◆ **Page**
Woman of Matchless Beauty, Park Jung-geum (; also known as Park Jung-geum, Heavenly Beauty) is a 2008 South Korean television drama starring Bae Jong-ok, Son Chang-min, Kim Min-jong and Han Go-eun. The series aired on MBC from February 2 to August 3, 2008 on Saturdays and Sundays at 19:55 for 52 episodes.

Plot
Park Jung-geum is far from what is conventionally considered "beautiful." She is a tough, uncompromising detective who investigates and arrests violent criminals. At the same time, she is a 38-year-old divorcee and single mother who is raising her son. Jung-geum becomes caught between two men—Yong-joon, an unmarried doctor who was her friend from elementary school, and Gyung-soo, a lawyer who is the fiancé of Jung-geum's glamorous stepsister Yoo-ra.

Rows from a pointing dataset

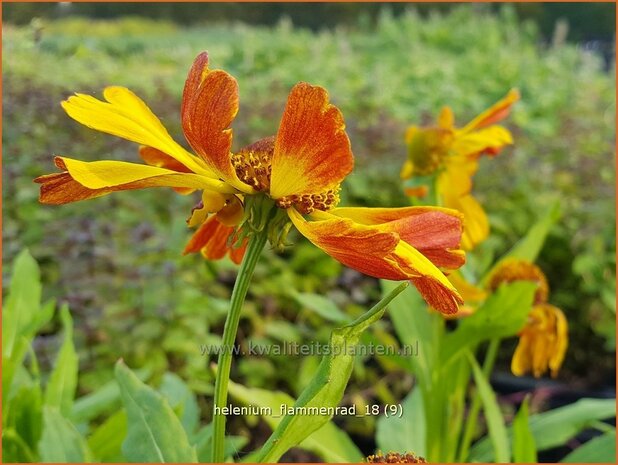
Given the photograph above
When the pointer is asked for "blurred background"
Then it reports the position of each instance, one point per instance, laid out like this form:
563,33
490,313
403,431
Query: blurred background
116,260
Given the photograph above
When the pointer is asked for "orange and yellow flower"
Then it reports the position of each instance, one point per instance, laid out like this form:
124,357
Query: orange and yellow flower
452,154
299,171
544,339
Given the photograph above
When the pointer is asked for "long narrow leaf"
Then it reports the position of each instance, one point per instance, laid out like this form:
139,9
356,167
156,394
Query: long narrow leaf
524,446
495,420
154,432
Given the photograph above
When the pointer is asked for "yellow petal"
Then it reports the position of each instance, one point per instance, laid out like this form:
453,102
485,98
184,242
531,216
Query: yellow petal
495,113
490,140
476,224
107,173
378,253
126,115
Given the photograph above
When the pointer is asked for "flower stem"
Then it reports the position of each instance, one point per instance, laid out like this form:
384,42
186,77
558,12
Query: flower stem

◆ **Task directions**
Please transcribe the passage of the drama summary starting at "Woman of Matchless" and ending at "for 52 episodes.".

◆ **Task result**
Woman of Matchless Beauty, Park Jung-geum (; also known as Park Jung-geum, Heavenly Beauty) is a 2008 South Korean television drama starring Bae Jong-ok, Son Chang-min, Kim Min-jong and Han Go-eun. The series aired on MBC from February 2 to August 3, 2008 on Saturdays and Sundays at 19:55 for 52 episodes.